[SOURCE TEXT]
Vision Models (recommended): Uses local LLaVA model via Ollama to understand context - great for dashboards, code, consoles
OCR: Traditional text extraction - faster but less context-aware

The result is a rich, timestamped transcript that provides full context for AI summarization.

Installation

1. System Dependencies

Ollama (required for vision analysis):

# Install from https://ollama.ai/download
# Then pull a vision model:
ollama pull llava:13b
# or for lighter model:
ollama pull llava:7b

FFmpeg (for scene detection):

# Ubuntu/Debian
sudo apt-get install ffmpeg

# macOS
brew install ffmpeg

Tesseract OCR (optional, if not using vision):

# Ubuntu/Debian
sudo apt-get install tesseract-ocr

# macOS
brew install tesseract

# Arch Linux
sudo pacman -S tesseract

2. Python Dependencies

pip install -r requirements.txt

3. Whisper (for audio transcription)

pip install openai-whisper

4. Optional: Install Alternative OCR Engines

If you prefer OCR over vision analysis:

# EasyOCR (better for rotated/handwritten text)
pip install easyocr

# PaddleOCR (better for code/terminal screens)
pip install paddleocr

Quick Start

Recommended: Vision Analysis (Best for Code/Dashboards)

python process_meeting.py samples/meeting.mkv --run-whisper --use-vision

This will:

Run Whisper transcription (audio → text)
Extract frames every 5 seconds
Use LLaVA vision model to analyze frames with context
Merge audio + screen content
Save everything to output/ folder

Re-run with Cached Results

Already ran it once? Re-run instantly using cached results:

# Uses cached transcript, frames, and analysis
python process_meeting.py samples/meeting.mkv --use-vision

# Force reprocessing
python process_meeting.py samples/meeting.mkv --run-whisper --use-vision --no-cache

Traditional OCR (Faster, Less Context-Aware)
[/SOURCE TEXT]
**TASK INSTRUCTIONS**
• 1. Translate this sentence from the meeting-processing guide into Spanish: "The result is a rich, timestamped transcript that provides full context for AI summarization."
• 2. Please resume the meeting-processing guide after its last line, the heading "Traditional OCR (Faster, Less Context-Aware)".
[AVAILABLE DATA]
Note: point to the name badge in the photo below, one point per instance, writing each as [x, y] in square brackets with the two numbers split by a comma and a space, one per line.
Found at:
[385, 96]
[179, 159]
[/AVAILABLE DATA]
**EXERCISE RESULTS**
• 1. El resultado es una transcripción rica y con marcas de tiempo que proporciona el contexto completo para la generación de resúmenes con IA.

• 2.
python process_meeting.py samples/meeting.mkv --run-whisper

Usage Examples

Vision Analysis with Context Hints

# For code-heavy meetings
python process_meeting.py samples/meeting.mkv --run-whisper --use-vision --vision-context code

# For dashboard/monitoring meetings (Grafana, GCP, etc.)
python process_meeting.py samples/meeting.mkv --run-whisper --use-vision --vision-context dashboard

# For console/terminal sessions
python process_meeting.py samples/meeting.mkv --run-whisper --use-vision --vision-context console

Different Vision Models

# Lighter/faster model (7B parameters)
python process_meeting.py samples/meeting.mkv --run-whisper --use-vision --vision-model llava:7b

# Default model (13B parameters, better quality)
python process_meeting.py samples/meeting.mkv --run-whisper --use-vision --vision-model llava:13b

# Alternative models
python process_meeting.py samples/meeting.mkv --run-whisper --use-vision --vision-model bakllava

Extract frames at different intervals

# Every 10 seconds
python process_meeting.py samples/meeting.mkv --run-whisper --use-vision --interval 10

# Every 3 seconds (more detailed)
python process_meeting.py samples/meeting.mkv --run-whisper --use-vision --interval 3

Use scene detection (smarter, fewer frames)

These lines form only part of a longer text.